Problem A:
Please return each line of the listing that contains the word "object".

>> BEGIN Quoted text

Results and Discussion¶

Main Themes of Nature Paintings¶

In [10]:
plot_theme(0, p, nssd, features,
           title='Barrenness',
           left_paintings=['cool-waters',
                           'mountain-hideaway', 'mountain-range'],
           right_paintings=['grey-winter', 'shades-of-grey', 'winter-moon'],
           highlights=['cadmium yellow', 'yellow ochre'])
caption('Barenness Factor Analysis', '')

Figure 6. Barenness Factor Analysis

The vector that explains 62.68% of the total variance is barenness. By far, this is the most blatant indicator of how Bob Ross's nature paintings can be classified. We can see that all of the features present are also synonymously the top used tags in the design matrix, as seen in the EDA. As expected, the bright colors that were also the top colors used went into paintings with very lush green life, as seen on the left. Cadmium yellow and yellow ochre in particular, combine to make a green characteristic of most the grass in these images. On the contrary, the paintings on the right depict a bleaker, barren landscape devoid of green.

In [11]:
plot_theme(1, p, nssd, features,
           title='Color Contrast',
           left_paintings=['northern-lights',
                           'winter-evergreens', 'warm-winter-day'],
           right_paintings=['autumn-days',
                            'arizona-splendor', 'whispering-stream'],
           highlights=['burnt umber', 'sap green', 'phthalo green'])
caption('Color Contrast Factor Analysis', '')

Figure 7. Color Contrast Factor Analysis

Moving forward, the following themes are less prominent in explaining Bob Ross's paintings. The team identified this SV as color contrast, or the range of colors used to complete the paintings. On the right, we can see colors of burnt umber and sap green or phthalo green, in color theory, these are hues that are opposite to each other in the color wheel, indicating a wide range of colors used. When this is compared with the paintings on the left, we can see that these are monochromatic in color, sticking to blues, whites, and reds in unvaried hues throughout the entire composition.

In [12]:
plot_theme(2, p, nssd, features,
           title='Altitude',
           left_paintings=['ebony-sea', 'evening-seascape', 'night-light'],
           right_paintings=['final-grace', 'mt-mckinley', 'horizons-west'],
           highlights=['mountains', 'seascape', 'foothills'])
caption('Altitude Factor Analysis', '')

Figure 8. Altitude Factor Analysis

Altitude is a strong determinant with regard to the atmospheric colors utilized. Towering formations such as mountains and foothills require distance to be fully captured; from afar, light images must be used to capture their details and silhouettes properly. On the other hand, seascapes require the opposite. To fully appreciate details of the waves and rock formations, one needs to be up close. This in turn allows the artist leeway to utilize a darker, more atmospheric tone. Another way to look at this theme is seeing it as the scope of each painting -- is it up close to the ground, or a view from high-up?

>> END Quoted text

Problem B:
In the analysis of Bob Ross's nature paintings, what share of the total variance does the barrenness vector explain?

>> BEGIN Input data

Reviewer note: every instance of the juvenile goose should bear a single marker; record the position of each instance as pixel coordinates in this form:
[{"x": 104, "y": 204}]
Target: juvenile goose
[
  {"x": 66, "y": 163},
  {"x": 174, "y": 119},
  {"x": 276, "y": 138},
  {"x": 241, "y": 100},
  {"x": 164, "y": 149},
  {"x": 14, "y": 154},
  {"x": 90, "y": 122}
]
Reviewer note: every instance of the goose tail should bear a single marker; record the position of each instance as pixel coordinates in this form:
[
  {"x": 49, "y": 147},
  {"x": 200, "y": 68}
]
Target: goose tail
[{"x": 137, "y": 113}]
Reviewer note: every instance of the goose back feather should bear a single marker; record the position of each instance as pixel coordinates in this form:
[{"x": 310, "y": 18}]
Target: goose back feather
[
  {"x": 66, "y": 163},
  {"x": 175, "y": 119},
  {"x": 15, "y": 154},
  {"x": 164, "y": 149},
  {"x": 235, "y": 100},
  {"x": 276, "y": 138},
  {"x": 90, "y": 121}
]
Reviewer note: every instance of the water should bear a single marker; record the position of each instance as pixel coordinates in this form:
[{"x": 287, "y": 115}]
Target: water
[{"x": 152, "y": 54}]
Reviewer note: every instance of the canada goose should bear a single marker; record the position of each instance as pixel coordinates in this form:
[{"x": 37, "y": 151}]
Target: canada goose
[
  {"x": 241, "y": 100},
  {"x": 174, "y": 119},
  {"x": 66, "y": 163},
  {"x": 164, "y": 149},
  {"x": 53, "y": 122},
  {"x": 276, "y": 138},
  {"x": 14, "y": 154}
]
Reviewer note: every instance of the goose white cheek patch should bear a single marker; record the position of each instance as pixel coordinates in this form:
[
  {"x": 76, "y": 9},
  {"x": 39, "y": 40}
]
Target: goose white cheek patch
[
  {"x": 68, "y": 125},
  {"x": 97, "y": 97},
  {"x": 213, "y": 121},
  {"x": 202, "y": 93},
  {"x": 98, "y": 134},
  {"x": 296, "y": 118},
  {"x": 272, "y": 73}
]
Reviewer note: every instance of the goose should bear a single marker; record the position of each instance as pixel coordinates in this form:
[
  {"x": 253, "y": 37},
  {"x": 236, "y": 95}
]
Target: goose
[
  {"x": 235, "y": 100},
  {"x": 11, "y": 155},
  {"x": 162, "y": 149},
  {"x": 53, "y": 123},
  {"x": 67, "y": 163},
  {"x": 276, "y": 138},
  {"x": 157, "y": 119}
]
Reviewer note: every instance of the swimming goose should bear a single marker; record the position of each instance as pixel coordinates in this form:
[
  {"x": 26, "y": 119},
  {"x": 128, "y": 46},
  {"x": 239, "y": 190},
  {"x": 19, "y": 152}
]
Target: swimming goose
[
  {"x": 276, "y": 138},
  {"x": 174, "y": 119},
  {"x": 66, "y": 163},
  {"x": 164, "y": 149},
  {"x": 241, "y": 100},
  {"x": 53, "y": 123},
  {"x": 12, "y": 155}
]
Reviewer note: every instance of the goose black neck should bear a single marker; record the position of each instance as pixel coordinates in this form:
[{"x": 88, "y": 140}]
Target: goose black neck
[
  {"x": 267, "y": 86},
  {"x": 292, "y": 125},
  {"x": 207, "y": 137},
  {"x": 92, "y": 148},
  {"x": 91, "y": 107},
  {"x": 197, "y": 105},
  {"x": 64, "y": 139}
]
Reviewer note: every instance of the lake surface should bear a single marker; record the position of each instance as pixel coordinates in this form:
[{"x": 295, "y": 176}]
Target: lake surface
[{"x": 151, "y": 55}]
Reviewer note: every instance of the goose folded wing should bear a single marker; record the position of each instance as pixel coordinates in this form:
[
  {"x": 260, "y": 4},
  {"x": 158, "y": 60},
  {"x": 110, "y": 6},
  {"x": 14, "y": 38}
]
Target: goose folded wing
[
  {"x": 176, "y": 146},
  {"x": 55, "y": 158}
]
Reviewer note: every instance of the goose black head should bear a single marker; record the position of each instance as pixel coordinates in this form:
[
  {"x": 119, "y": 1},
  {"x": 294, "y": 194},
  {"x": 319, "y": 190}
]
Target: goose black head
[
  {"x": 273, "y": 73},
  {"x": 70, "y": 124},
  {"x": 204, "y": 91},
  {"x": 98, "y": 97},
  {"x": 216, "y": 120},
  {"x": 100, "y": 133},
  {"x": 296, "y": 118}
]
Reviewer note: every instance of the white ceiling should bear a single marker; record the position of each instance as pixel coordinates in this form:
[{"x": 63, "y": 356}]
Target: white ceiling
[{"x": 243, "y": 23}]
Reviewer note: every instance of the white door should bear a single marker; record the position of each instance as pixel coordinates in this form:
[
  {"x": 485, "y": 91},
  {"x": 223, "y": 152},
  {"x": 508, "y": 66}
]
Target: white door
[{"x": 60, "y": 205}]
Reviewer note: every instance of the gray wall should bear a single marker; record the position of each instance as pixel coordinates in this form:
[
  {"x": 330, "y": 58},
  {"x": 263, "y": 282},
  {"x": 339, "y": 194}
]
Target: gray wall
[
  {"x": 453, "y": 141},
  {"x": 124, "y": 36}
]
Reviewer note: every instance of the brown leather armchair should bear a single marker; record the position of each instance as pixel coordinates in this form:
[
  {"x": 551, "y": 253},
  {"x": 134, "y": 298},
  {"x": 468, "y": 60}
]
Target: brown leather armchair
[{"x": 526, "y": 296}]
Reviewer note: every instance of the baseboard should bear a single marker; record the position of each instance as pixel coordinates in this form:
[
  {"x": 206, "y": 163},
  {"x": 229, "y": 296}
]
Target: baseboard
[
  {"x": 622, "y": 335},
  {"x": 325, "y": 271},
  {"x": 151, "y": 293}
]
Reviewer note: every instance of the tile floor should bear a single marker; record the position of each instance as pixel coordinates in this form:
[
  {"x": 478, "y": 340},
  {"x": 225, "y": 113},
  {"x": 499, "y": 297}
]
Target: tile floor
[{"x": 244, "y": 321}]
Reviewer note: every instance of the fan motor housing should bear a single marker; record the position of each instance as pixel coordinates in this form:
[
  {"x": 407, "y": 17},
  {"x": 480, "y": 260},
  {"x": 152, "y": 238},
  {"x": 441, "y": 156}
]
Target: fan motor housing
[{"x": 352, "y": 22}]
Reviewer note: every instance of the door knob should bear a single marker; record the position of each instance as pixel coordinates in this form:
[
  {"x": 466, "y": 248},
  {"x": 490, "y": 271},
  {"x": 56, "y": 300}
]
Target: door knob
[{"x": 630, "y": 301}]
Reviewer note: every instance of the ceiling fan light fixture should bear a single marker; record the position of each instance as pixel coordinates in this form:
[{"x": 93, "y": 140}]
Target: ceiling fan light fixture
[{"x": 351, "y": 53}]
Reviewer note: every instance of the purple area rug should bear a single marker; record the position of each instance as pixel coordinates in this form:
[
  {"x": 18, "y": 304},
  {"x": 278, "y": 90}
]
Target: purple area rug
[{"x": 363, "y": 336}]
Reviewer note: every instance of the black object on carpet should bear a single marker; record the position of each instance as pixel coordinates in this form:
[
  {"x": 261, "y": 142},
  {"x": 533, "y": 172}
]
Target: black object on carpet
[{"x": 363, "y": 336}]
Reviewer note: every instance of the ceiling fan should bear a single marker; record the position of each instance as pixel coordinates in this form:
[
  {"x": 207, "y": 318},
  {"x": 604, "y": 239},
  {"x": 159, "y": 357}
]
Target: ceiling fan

>> END Input data
>> BEGIN Input data

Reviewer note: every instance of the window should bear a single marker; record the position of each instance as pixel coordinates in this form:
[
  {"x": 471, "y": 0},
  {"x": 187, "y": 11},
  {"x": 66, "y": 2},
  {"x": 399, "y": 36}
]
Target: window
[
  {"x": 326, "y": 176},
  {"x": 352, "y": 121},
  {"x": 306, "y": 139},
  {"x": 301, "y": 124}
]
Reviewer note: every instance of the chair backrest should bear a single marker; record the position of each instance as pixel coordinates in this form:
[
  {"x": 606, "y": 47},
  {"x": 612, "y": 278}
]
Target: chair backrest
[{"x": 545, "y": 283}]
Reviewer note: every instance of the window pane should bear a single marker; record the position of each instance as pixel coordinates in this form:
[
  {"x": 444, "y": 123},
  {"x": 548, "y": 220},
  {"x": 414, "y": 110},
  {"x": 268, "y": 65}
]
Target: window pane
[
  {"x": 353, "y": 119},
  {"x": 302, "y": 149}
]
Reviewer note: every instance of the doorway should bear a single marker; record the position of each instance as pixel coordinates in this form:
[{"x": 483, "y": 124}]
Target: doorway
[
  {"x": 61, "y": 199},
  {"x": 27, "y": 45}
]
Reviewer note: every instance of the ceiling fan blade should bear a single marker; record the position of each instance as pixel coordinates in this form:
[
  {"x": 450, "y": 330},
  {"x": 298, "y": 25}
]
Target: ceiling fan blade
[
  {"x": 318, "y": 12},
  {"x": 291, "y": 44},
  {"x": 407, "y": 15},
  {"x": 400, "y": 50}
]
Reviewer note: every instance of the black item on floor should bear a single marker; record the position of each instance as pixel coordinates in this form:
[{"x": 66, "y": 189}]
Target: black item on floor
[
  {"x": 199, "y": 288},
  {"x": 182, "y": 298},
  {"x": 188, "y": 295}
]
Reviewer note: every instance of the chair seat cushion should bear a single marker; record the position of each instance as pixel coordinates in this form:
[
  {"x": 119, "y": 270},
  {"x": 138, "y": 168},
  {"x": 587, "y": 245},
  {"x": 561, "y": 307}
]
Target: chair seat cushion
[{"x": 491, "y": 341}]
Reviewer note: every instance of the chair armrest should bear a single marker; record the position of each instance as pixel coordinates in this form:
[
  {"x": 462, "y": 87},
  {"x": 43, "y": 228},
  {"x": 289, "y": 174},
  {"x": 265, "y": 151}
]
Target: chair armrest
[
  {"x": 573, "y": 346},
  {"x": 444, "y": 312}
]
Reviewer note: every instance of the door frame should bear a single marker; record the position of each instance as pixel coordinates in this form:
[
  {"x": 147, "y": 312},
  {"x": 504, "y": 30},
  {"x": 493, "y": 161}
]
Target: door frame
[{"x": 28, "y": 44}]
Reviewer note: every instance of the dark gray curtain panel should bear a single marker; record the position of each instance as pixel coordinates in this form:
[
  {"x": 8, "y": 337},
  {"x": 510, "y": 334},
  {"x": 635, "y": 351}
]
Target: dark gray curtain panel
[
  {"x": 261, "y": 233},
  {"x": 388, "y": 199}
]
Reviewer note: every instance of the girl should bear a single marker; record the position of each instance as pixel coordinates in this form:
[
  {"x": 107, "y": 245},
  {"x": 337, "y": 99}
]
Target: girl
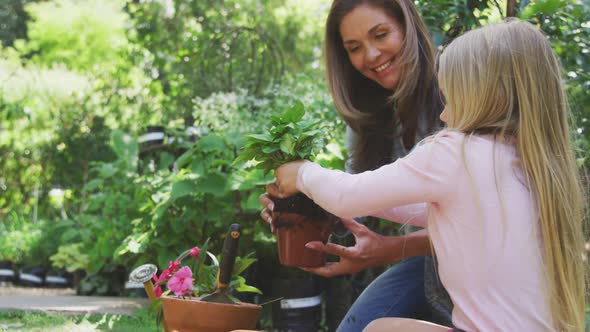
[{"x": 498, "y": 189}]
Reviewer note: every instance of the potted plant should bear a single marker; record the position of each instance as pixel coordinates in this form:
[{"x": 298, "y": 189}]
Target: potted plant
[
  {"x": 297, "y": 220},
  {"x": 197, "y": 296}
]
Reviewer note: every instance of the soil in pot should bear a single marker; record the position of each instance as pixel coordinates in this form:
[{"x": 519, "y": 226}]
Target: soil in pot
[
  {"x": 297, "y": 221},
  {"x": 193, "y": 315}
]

>> END Input data

Written answer A:
Reviewer note: every instance of the black object on carpet should bear a single marker; record the position of each instance as pixel coordinates in this form:
Target: black object on carpet

Written answer B:
62.68% of the total variance.